Written instruction:
For each statement, say yes or no to whether it agrees with the carbon mass question in JSON, and quote the words from that text that decide it.
1. The correct answer is option 2.
2. One of the options is 3.6 g.
3. The solution gives a hint about the mole concept.

Expected JSON Format:

{
  "question": "The mass of carbon present in 0.5 mole of $\\mathrm{K}_4[\\mathrm{Fe(CN)}_6]$ is:",
  "options": [
    {
      "id": 1,
      "text": "1.8 g"
    },
    {
      "id": 2,
      "text": "18 g"
    },
    {
      "id": 3,
      "text": "3.6 g"
    },
    {
      "id": 4,
      "text": "36 g"
    }
  ],
  "solution": "\\begin{align}\n&\\text{Hint: Mole concept}\\\\\n&1 \\text{ mole of } \\mathrm{K}_4[\\mathrm{Fe(CN)}_6] = 6 \\text{ moles of carbon atom}\\\\\n&0.5 \\text{ mole of } \\mathrm{K}_4[\\mathrm{Fe(CN)}_6] = 6 \\times 0.5 \\text{ mol} = 3 \\text{ mol}\\\\\n&1 \\text{ mol of carbon} = 12 \\text{ g}\\\\\n&3 \\text{ mol carbon} = 12 \\times 3 = 36 \\text{ g}\\\\\n&\\text{Hence, 36 g mass of carbon present in 0.5 mole of } \\mathrm{K}_4[\\mathrm{Fe(CN)}_6].\n\\end{align}",
  "correct_answer": 4
}

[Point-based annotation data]
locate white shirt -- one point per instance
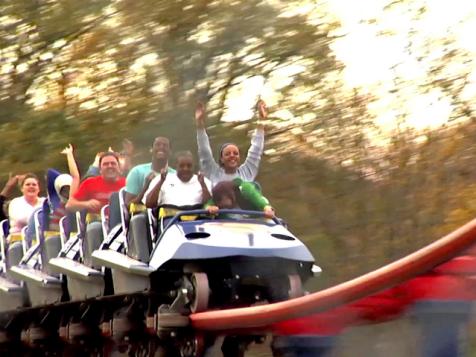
(19, 212)
(176, 192)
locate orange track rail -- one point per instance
(390, 275)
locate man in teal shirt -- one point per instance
(137, 183)
(139, 177)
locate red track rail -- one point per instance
(390, 275)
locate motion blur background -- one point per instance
(370, 144)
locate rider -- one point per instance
(140, 176)
(238, 194)
(92, 195)
(229, 166)
(183, 188)
(6, 192)
(21, 208)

Written answer:
1. No: "correct_answer": 4
2. Yes: "text": "3.6 g"
3. Yes: "Hint: Mole concept"